About this task -
Output exactly the lines between the line that contains "Where can the blue" and the last line of the material, counting both.

··· Material provided ···

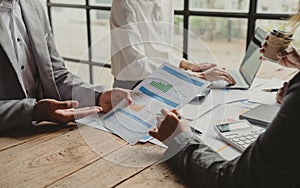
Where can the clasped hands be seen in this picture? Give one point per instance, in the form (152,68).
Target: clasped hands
(66,111)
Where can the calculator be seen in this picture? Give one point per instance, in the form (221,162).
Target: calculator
(239,134)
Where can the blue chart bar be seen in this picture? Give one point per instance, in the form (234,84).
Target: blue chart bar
(183,77)
(129,115)
(160,98)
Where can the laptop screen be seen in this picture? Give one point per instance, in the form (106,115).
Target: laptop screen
(251,61)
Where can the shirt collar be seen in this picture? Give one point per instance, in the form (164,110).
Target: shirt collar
(7,4)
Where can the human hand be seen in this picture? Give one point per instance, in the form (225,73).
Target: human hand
(112,97)
(170,127)
(289,58)
(60,111)
(215,74)
(281,93)
(199,67)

···

Your response -
Where can the blue chart bar be seen in this picture? Give one point per instance, in the form (234,84).
Target: blue chart bar
(183,77)
(129,115)
(160,98)
Where can the laptop screen be seen in this picture? Give one point per instance, in the form (106,115).
Target: laptop screen
(251,61)
Where can the shirt collar be seen in this picture? Give one point per instance, in the form (164,110).
Target: shirt collar
(7,4)
Where can the human hand be seen in this picture? Give one point per instance, in the form (225,73).
Target: human hand
(112,97)
(170,127)
(289,58)
(60,111)
(215,74)
(281,93)
(199,67)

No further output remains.